> [TASK DETAILS]:
Pull out each line of the material below that contains the word "orange", and copy those lines in full.

◇ ◇ ◇

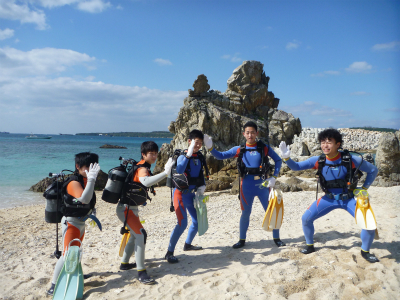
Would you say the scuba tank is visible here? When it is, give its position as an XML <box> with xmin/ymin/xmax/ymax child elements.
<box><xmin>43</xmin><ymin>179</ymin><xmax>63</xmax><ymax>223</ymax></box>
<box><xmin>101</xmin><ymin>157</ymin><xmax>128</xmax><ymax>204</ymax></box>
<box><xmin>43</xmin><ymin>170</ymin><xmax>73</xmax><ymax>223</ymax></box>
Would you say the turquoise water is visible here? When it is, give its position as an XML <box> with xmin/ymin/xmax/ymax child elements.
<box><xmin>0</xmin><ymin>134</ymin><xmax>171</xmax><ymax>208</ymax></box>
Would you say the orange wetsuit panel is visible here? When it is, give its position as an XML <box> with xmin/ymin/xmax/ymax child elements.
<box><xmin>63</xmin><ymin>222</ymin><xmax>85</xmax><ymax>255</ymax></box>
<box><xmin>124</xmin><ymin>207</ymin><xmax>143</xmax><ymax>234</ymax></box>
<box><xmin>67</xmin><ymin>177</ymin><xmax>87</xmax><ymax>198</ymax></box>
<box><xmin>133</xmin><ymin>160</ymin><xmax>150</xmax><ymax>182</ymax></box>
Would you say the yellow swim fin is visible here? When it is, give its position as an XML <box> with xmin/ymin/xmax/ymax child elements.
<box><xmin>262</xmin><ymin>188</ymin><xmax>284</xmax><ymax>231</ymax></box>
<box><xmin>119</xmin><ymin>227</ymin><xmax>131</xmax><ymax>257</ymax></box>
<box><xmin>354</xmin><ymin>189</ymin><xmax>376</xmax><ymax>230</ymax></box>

◇ ◇ ◇

> [FINAL RESULT]:
Would you say the orange wetsuit panel is visible here? When it is, give its position as an XML <box> with xmin/ymin/xmax/ymax child elements.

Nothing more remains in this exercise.